[begin Task input]

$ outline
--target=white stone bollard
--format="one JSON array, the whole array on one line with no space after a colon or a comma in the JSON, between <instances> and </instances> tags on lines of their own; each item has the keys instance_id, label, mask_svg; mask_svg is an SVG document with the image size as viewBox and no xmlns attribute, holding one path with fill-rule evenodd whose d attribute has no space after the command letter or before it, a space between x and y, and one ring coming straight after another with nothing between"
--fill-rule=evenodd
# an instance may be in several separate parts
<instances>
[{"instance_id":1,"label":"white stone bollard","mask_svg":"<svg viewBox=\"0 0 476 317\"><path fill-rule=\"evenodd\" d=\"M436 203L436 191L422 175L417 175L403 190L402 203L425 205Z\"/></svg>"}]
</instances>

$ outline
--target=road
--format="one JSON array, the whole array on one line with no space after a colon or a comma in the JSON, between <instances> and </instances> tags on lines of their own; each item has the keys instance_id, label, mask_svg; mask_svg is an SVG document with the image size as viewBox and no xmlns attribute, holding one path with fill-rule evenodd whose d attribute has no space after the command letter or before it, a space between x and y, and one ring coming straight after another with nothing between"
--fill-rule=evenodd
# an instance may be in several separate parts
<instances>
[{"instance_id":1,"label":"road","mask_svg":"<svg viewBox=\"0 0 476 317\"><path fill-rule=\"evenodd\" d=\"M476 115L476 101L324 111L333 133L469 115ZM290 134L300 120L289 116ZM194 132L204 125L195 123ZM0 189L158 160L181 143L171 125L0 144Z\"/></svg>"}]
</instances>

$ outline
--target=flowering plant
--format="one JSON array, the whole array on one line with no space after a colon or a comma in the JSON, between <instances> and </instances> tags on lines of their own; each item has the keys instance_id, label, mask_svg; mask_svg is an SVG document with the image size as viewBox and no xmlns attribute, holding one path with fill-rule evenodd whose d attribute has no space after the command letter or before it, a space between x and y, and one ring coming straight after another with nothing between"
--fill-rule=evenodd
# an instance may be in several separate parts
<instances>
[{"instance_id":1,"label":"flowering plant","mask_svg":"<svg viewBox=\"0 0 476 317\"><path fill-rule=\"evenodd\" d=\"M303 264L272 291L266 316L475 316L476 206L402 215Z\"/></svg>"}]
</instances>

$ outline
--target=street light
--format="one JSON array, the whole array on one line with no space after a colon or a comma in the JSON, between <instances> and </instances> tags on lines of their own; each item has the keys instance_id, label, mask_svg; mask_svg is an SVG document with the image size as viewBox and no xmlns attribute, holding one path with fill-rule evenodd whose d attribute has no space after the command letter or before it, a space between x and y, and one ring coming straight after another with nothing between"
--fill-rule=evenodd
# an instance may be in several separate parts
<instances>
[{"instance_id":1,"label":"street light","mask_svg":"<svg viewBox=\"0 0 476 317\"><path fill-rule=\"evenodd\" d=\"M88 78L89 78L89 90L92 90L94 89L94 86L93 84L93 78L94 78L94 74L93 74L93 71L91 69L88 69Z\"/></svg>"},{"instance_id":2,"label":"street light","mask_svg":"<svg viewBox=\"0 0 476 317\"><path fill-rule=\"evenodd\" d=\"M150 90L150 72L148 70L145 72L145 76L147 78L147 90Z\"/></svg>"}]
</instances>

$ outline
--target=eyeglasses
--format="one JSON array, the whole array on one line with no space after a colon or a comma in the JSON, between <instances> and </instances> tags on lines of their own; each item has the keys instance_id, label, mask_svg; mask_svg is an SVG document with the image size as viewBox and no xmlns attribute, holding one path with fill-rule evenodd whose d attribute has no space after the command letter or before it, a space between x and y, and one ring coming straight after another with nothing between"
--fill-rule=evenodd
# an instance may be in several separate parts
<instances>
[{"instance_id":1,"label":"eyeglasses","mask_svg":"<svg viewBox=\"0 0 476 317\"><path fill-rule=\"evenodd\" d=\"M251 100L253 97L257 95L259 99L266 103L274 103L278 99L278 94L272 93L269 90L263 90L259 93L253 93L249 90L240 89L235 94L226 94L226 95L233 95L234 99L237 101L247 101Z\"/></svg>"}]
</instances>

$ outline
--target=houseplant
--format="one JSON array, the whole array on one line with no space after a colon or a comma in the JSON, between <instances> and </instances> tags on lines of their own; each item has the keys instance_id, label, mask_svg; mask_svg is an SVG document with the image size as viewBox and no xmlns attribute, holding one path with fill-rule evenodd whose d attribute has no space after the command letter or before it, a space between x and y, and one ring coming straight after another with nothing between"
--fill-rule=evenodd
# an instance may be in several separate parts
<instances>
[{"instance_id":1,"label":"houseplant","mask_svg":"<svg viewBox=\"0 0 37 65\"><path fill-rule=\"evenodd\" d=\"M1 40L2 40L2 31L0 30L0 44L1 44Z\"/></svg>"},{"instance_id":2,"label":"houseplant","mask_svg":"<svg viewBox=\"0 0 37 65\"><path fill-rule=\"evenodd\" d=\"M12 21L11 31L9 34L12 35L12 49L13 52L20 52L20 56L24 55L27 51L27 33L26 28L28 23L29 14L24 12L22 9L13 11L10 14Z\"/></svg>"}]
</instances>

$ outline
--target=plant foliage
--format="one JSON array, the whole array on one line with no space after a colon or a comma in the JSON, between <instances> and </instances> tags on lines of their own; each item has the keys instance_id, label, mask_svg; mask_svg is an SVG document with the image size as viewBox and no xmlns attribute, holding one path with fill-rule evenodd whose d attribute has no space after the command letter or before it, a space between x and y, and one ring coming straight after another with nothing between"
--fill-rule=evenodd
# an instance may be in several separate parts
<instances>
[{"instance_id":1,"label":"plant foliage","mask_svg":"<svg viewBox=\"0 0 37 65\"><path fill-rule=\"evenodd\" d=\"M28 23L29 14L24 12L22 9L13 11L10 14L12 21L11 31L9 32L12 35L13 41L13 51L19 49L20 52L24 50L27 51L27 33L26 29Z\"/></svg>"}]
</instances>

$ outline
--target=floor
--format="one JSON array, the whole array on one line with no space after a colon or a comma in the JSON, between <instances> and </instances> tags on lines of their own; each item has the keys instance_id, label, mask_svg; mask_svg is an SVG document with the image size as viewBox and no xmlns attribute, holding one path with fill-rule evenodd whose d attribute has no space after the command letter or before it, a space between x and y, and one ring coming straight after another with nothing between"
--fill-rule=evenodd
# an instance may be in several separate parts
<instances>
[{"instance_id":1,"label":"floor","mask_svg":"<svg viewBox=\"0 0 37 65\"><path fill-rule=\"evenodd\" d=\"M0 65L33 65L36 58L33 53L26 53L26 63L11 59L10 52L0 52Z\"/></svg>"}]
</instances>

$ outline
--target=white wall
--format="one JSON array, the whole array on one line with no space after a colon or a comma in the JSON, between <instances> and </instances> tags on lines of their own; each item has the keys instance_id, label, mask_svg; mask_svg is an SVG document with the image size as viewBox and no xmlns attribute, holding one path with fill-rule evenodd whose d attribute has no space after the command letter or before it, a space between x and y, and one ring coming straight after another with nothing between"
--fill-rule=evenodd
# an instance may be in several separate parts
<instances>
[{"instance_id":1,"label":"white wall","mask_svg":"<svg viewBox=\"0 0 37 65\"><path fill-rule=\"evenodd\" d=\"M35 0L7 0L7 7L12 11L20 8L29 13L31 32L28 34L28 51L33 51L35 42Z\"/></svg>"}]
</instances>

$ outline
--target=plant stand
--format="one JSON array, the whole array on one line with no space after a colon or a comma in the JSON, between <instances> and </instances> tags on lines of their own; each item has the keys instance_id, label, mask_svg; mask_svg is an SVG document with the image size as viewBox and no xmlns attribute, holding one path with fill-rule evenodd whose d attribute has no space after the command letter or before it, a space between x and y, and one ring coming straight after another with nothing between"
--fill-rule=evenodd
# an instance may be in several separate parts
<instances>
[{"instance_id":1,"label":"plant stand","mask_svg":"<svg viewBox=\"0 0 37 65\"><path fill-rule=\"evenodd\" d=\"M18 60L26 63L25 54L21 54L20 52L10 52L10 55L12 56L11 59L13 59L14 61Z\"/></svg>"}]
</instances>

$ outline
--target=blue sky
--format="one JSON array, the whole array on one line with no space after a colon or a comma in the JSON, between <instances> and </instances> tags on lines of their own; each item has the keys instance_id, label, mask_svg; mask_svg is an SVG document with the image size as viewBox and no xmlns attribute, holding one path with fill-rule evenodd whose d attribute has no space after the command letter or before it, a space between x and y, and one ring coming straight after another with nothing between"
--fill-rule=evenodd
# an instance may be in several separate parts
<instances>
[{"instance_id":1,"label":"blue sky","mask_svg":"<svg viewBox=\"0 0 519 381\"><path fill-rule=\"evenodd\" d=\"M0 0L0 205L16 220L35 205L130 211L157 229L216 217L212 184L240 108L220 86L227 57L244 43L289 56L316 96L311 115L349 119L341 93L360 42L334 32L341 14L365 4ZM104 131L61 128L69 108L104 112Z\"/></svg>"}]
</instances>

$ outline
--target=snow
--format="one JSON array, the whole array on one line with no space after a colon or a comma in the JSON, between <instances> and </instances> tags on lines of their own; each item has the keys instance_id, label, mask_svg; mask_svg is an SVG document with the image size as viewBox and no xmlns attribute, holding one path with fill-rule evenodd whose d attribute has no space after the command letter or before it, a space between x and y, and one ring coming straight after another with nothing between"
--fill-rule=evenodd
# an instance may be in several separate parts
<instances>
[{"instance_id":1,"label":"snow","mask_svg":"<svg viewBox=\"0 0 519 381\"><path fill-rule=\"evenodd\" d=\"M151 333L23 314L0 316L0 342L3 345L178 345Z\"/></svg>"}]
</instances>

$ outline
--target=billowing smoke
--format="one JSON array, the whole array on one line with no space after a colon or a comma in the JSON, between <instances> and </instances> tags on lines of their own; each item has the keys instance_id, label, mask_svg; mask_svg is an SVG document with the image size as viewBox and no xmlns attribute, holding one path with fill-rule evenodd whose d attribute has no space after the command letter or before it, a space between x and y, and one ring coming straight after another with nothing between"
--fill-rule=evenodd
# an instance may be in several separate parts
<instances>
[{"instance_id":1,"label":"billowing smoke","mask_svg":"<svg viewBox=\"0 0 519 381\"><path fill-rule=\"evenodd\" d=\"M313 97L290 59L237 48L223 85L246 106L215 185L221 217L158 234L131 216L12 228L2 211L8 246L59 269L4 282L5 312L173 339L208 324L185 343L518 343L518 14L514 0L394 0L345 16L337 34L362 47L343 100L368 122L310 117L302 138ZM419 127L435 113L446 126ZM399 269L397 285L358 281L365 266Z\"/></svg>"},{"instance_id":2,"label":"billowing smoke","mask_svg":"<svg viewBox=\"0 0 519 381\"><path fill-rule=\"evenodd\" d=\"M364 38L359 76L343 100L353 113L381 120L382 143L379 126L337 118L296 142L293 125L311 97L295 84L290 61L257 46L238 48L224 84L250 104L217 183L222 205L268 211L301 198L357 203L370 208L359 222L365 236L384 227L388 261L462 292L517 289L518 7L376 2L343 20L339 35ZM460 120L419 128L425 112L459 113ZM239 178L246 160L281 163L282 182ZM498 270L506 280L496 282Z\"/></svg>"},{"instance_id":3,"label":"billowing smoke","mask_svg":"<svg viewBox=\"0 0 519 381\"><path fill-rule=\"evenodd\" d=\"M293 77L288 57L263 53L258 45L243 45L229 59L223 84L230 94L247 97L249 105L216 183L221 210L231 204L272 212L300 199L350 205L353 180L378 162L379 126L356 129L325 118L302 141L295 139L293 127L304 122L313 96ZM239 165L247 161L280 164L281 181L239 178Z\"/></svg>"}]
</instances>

[end Task input]

» **Work to be completed**
Select every line of the data above that contains the string "white", and copy those lines. Case counts.

» **Expected answer**
--target=white stone bollard
[{"instance_id":1,"label":"white stone bollard","mask_svg":"<svg viewBox=\"0 0 476 317\"><path fill-rule=\"evenodd\" d=\"M436 203L436 191L422 175L417 175L403 190L402 203L425 205Z\"/></svg>"}]
--target=white wall
[{"instance_id":1,"label":"white wall","mask_svg":"<svg viewBox=\"0 0 37 65\"><path fill-rule=\"evenodd\" d=\"M35 0L7 0L7 7L12 11L20 8L29 13L31 32L28 34L28 51L33 51L35 42Z\"/></svg>"}]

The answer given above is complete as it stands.